- Died: 1177
- Spouse: Alice
- Parents: William Biset Hawisa

= Manasser Biset =

Manasser Biset (sometimes Bisset or Manasseh Biset; died 1177) was an Anglo-Norman nobleman and royal official during the reign of King Henry II of England. Biset was one of the most frequent witnesses on Henry's documents, and served the king as a justice and in financial matters. He was rewarded with lands in England which have led him to be considered the first feudal baron of Biset.

==Life==
Biset was the son of William Biset and Hawisa. The elder Biset held lands in Derbyshire and Nottinghamshire as the tenant of Stephen, Count of Aumale. Besides Manasser, William and Hawisa had another son named Henry.

Biset was a follower of Henry fitzEmpress and was a witness to charters of Henry's issued in France in the period 1151 to 1153. Biset obtained the office of dapifer, or steward, to Henry II shortly before Henry became king of England. Biset was with Henry in England in 1153, as he was a witness on documents drawn up for Henry in England during the early part of 1153. In April through December 1154, Bisset only witnessed Henry's documents that were drawn up in France. The king gave lands in Nottinghamshire, Worcestershire, Wiltshire, and Hampshire to Biset. These lands came to be considered the feudal barony of Biset, and Biset as the first baron. Besides the steward's office, Biset was also a baron of the exchequer and a royal justice. He was one of the most frequent witnesses on Henry's documents.
□ □ □ □ □
▶ **ACTIVITY 1**: Extract from the article on Manasser Biset the passage running from "Manasser Biset (sometimes" up to and including "son named Henry.", without altering a word.
▶ **ACTIVITY 2**: Name every county in which, according to the article on Manasser Biset, the king gave lands to Biset.
▶ **ACTIVITY 3**: Write a continuation of the article on Manasser Biset that picks up after its final sentence.
The lines that come after this article on Manasser Biset are not needed for any of this work.
□ □ □ □ □
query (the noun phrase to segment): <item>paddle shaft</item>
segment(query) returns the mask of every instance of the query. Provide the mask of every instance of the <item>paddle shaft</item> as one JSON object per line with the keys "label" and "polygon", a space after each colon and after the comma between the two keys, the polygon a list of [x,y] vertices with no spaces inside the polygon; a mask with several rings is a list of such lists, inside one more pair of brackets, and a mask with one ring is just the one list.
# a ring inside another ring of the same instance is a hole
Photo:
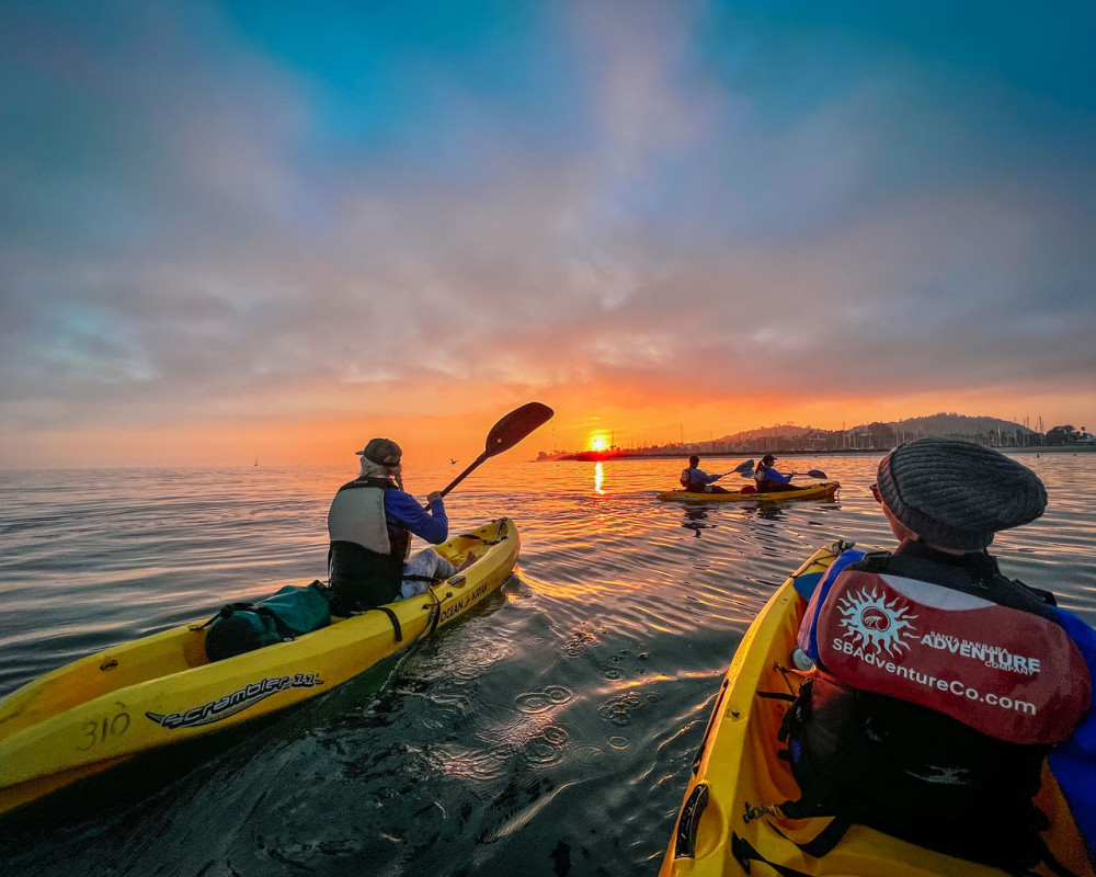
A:
{"label": "paddle shaft", "polygon": [[[555,414],[555,412],[546,405],[540,402],[527,402],[521,408],[515,408],[509,414],[500,419],[499,422],[491,428],[491,432],[487,435],[483,453],[476,457],[467,469],[454,478],[449,482],[448,487],[439,491],[443,497],[446,496],[450,490],[453,490],[453,488],[471,475],[478,466],[482,465],[486,460],[496,454],[501,454],[503,451],[512,448],[535,429],[544,423],[547,423],[552,414]],[[424,508],[429,509],[430,503],[426,503]]]}
{"label": "paddle shaft", "polygon": [[490,455],[484,451],[482,454],[476,457],[476,459],[472,460],[471,465],[467,469],[465,469],[463,472],[460,472],[460,475],[458,475],[456,478],[449,481],[448,487],[444,488],[441,491],[441,494],[443,497],[447,496],[448,492],[453,490],[453,488],[455,488],[457,485],[464,481],[469,475],[471,475],[477,469],[477,467],[481,466],[488,459],[490,459]]}

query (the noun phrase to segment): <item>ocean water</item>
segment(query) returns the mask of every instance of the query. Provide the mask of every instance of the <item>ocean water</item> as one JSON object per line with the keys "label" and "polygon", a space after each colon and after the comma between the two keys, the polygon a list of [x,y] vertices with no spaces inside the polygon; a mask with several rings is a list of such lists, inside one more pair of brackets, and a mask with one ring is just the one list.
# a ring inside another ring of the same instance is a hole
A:
{"label": "ocean water", "polygon": [[[136,795],[100,786],[84,806],[5,831],[4,873],[657,874],[753,616],[814,548],[893,545],[868,492],[878,456],[799,462],[842,482],[833,501],[693,509],[655,500],[680,460],[520,455],[488,460],[446,503],[454,533],[517,522],[522,554],[499,594]],[[1017,458],[1050,506],[998,536],[1002,569],[1096,624],[1096,454]],[[424,497],[458,469],[409,465],[406,486]],[[353,475],[0,472],[0,695],[322,578],[328,503]]]}

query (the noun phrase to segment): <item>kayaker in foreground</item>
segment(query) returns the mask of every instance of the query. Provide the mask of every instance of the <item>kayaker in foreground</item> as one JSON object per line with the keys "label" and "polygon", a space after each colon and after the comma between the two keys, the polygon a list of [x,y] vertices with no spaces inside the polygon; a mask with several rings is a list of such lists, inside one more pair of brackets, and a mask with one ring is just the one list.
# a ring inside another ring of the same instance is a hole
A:
{"label": "kayaker in foreground", "polygon": [[1096,840],[1096,631],[986,551],[1042,514],[1046,489],[995,451],[922,438],[871,491],[899,546],[845,551],[811,595],[809,681],[780,730],[801,798],[780,809],[835,817],[815,856],[856,823],[1009,874],[1054,869],[1032,800],[1048,755]]}
{"label": "kayaker in foreground", "polygon": [[[448,538],[449,522],[442,494],[431,493],[425,511],[419,501],[403,492],[401,460],[403,452],[389,438],[372,438],[362,457],[357,478],[339,488],[328,512],[328,574],[333,592],[332,612],[373,608],[410,596],[419,590],[409,586],[401,594],[404,560],[411,548],[411,534],[438,545]],[[446,578],[444,561],[426,548],[408,560],[410,581]],[[450,563],[447,563],[452,567]]]}
{"label": "kayaker in foreground", "polygon": [[682,469],[681,485],[689,493],[730,493],[731,491],[716,483],[727,472],[708,475],[698,468],[700,458],[695,454],[688,458],[688,466]]}
{"label": "kayaker in foreground", "polygon": [[774,463],[776,463],[776,457],[772,454],[766,454],[761,458],[761,463],[757,464],[757,468],[754,470],[757,492],[777,493],[781,490],[800,490],[801,488],[791,483],[791,479],[799,475],[799,472],[781,475],[776,470],[776,467],[773,465]]}

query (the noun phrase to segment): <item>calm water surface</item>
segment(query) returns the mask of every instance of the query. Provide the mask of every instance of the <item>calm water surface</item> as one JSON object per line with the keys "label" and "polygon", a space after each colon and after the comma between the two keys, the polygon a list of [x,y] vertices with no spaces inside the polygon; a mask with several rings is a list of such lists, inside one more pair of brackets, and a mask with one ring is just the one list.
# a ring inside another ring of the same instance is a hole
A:
{"label": "calm water surface", "polygon": [[[1017,458],[1050,508],[997,538],[1002,568],[1096,624],[1096,454]],[[677,460],[489,460],[447,506],[454,533],[518,523],[500,594],[138,799],[96,791],[91,812],[9,831],[0,862],[43,877],[654,875],[750,620],[814,548],[892,546],[867,490],[877,463],[803,460],[841,480],[834,501],[693,510],[654,499]],[[456,470],[410,466],[407,487]],[[0,472],[0,694],[321,578],[328,503],[353,475]]]}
□ □ □ □ □
▶ **OUTPUT 1**:
Manasser Biset (sometimes Bisset or Manasseh Biset; died 1177) was an Anglo-Norman nobleman and royal official during the reign of King Henry II of England. Biset was one of the most frequent witnesses on Henry's documents, and served the king as a justice and in financial matters. He was rewarded with lands in England which have led him to be considered the first feudal baron of Biset.

==Life==
Biset was the son of William Biset and Hawisa. The elder Biset held lands in Derbyshire and Nottinghamshire as the tenant of Stephen, Count of Aumale. Besides Manasser, William and Hawisa had another son named Henry.

▶ **OUTPUT 2**: Nottinghamshire, Worcestershire, Wiltshire, Hampshire

▶ **OUTPUT 3**:
Before 1164, Biset founded a hospital for leper women at Maiden Bradley, Wiltshire, and gave it lands including the manor of Bradley, which had come to him through his wife.

==Family and death==
Biset married Alice, who was the sister and heiress of Gilbert de Falaise, lord of Cany in France. Manasser's heir was his son, named Henry Bisset, who was still underage at his father's death in 1177. The administration of the lands and the custody of the heirs was given to Biset's nephew. Besides his son, Biset also had a daughter, Margaret.